EN QUÉ CONSISTE: Prolonga el hilo de foro sobre el circuito de cuatro operaciones con la ALU 74181 a partir de la última frase mostrada.

FRAGMENTO DEL TEXTO:

════════════════

# Circuito de 4 operaciones con 74181



## rpmp707 (Jun 15, 2012)

Saludos.
debo realizar un circuito con la ALU de tal forma que este realice 4 operaciones aritméticas o lógicas con 2 números previamente ingresados y de forma secuencial. Es decir, ingresamos el 2 y el 7, pasa un pulso del reloj, y en el display aparece la suma, en el siguiente pulso la resta, y así.
Ni idea como hacerlo =(, solo pude hacer uno en el que se ingresa los datos, se selecciona el tipo de operación y muestra el resultado.
Alguien puede ayudarme por favor?
PD: Adjunto una imagen del circuito que pude hacer.


----------



## MrCarlos (Jun 16, 2012)

Hola rpmp707

Por medio de la entrada M(8) le puedes decir al 74181 que quieres efectuar una función aritmética si es nivel bajo o lógica si es nivel alto.

Luego, según entiendo, después de ingresar los operandos, el circuito debe hacer en secuencia 4 operaciones, ya sean aritméticas o lógicas.

Para lograrlo debes programar las entradas S0(6), S1(5), S2(4), S3(3) con el código de la función que quieres que realiza el 74181.
Supongo que ya conoces esos códigos. Aquí abajo están los códigos para las funciones aritméticas que puede realizar el ALU.

Ejemplo F=9 suma el operando A con el operando B y pone el resultado en las salidas F.
Programar el 9 en las entradas S sería así:
S0=1
S1=0
S2=0
S3=1

Suponiendo que en seguida quieres realizar la función F=0 que es restar 1 al calor de A.
Entonces tienes que programar en las S todas en cero.

Por lo tanto debes diseñar un Secuenciador(Decodificador) que te de, precisamente la secuencia de combinaciones de números para los códigos de las funciones que quieras utilizar.

M=0 Arithmetic. (Note **)

F=0, [A minus 1], Quiere Decir: (A-1)

════════════════

LÍNEAS DE DATOS:
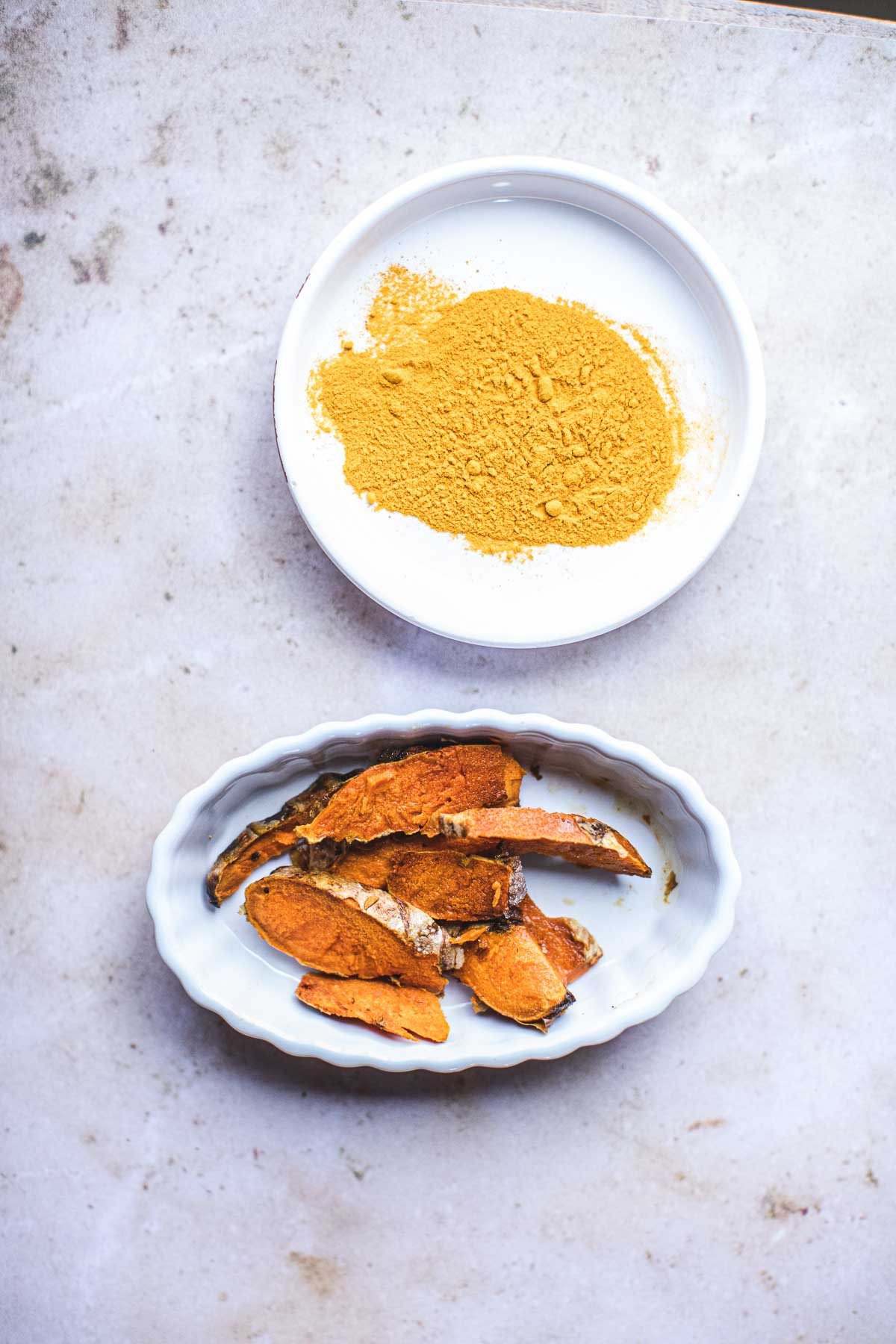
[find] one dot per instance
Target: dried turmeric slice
(508, 972)
(567, 944)
(267, 839)
(344, 929)
(408, 796)
(582, 840)
(413, 1014)
(457, 886)
(373, 863)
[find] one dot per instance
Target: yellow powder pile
(501, 417)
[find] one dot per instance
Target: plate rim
(633, 194)
(423, 722)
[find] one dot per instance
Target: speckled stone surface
(726, 1172)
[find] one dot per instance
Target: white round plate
(656, 942)
(559, 230)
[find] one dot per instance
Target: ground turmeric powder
(503, 417)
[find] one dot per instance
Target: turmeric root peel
(455, 886)
(344, 929)
(413, 1014)
(581, 840)
(267, 839)
(373, 865)
(567, 944)
(509, 974)
(408, 796)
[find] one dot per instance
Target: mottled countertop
(724, 1172)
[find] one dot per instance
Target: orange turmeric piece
(371, 865)
(581, 840)
(267, 839)
(344, 929)
(413, 1014)
(567, 944)
(408, 796)
(509, 974)
(457, 886)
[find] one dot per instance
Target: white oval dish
(656, 945)
(555, 228)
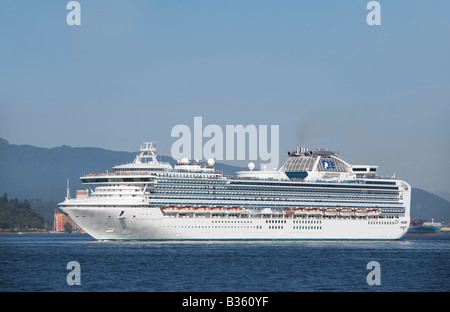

════════════════

RESPUESTA ESCRITA:
F=1, [AB minus 1], Quiere Decir: (A AND B) - 1
F=2, [AnB minus 1], Quiere Decir: (A AND nB) -1
F=3, [minus 1], Quiere Decir: - 1
F=4, [A plus (A + nB)], Quiere Decir: A + (A OR nB)
F=5, [AB plus (A + nB)], Quiere Decir: (A AND B) + (A OR nB)
F=6, [A minus B minus 1], Quiere Decir: (A - B) - 1
F=7, [A + nB], Quiere Decir: (A OR nB)
F=8, [A plus (A + B)], Quiere Decir: A + (A OR B)
F=9, [A plus B], Quiere Decir: A + B
F=A, [AnB plus (A + B)], Quiere Decir: (A AND nB) + (A OR B)
F=B, [A + B], Quiere Decir: (A OR B)
F=C, [A plus A*], Quiere Decir: A + A (Note *)
F=D, [AB plus A], Quiere Decir: (A AND B) + A
F=E, [AnB minus A], Quiere Decir: (A AND nB) - A
F=F, [A], Quiere Decir: A

Notes: * Each bit is shifted to the next most significant position.
** Arithmetic operations expressed in 2's complement notation.

F= Función.
A= Operando A.
B= Operando B.
- Es Restar.
+ Es Sumar.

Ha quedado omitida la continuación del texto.